_Stated exercise_
Render every line of the records below as a numbered list item, omitting blank lines.

_Data excerpts_
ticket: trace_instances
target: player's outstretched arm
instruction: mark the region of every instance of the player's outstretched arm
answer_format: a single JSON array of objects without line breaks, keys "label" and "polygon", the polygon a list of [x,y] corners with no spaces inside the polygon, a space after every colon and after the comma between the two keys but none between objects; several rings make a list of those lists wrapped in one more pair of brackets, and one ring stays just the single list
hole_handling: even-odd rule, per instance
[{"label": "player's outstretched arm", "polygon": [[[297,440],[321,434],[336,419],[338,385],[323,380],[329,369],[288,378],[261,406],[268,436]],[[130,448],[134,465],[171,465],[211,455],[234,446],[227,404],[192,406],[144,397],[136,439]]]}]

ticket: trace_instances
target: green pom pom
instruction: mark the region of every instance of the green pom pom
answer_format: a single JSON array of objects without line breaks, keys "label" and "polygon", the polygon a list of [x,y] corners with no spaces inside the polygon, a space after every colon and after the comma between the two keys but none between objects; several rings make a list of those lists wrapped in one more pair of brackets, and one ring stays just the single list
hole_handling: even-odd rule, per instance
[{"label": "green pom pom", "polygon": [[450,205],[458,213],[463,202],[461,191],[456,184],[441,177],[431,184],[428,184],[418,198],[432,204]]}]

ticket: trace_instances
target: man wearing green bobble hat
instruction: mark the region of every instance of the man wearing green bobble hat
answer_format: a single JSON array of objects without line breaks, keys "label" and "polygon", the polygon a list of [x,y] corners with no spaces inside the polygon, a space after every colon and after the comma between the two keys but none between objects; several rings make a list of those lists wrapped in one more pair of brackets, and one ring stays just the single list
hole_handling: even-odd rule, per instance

_Solution for this task_
1. ticket: trace_instances
2. target: player's outstretched arm
3. instruction: mark the region of every instance of the player's outstretched arm
4. answer_format: a single JSON array of objects without line breaks, keys "label" and "polygon", the polygon a list of [x,y] corners with no spaces inside the polygon, a space after every colon and after the comma between the two keys but none between objects; several rings make a list of those lists wrapped in one more pair of brackets, and one ring stays just the single list
5. hole_handling: even-odd rule, per instance
6. [{"label": "player's outstretched arm", "polygon": [[[297,440],[321,434],[336,419],[338,385],[323,380],[329,369],[288,378],[261,406],[268,436]],[[130,448],[134,465],[171,465],[211,455],[234,446],[227,404],[192,406],[144,397],[136,439]]]}]
7. ticket: trace_instances
8. target: green pom pom
9. instruction: mark the region of every instance of the green pom pom
10. answer_format: a single JSON array of objects without line breaks, keys "label" and "polygon", the polygon a list of [x,y] corners with no spaces inside the polygon, a space after every colon and after the comma between the two keys but none between objects; several rings make a list of those lists wrapped in one more pair of brackets, and one ring stays just the single list
11. hole_handling: even-odd rule, per instance
12. [{"label": "green pom pom", "polygon": [[450,205],[458,213],[463,202],[461,191],[456,184],[441,177],[431,184],[428,184],[418,198],[432,204]]}]
13. ticket: trace_instances
14. target: man wearing green bobble hat
15. instruction: mark the region of every instance of the man wearing green bobble hat
16. answer_format: a single JSON array of objects without line breaks, keys "label" and "polygon", the polygon a list of [x,y] corners with no spaces inside the polygon, a space after every colon and after the comma between the two keys but none between objects; several rings make a list of those lists wrapped in one more pair of brackets, and one ring stays just the single list
17. hole_handling: even-odd rule, per instance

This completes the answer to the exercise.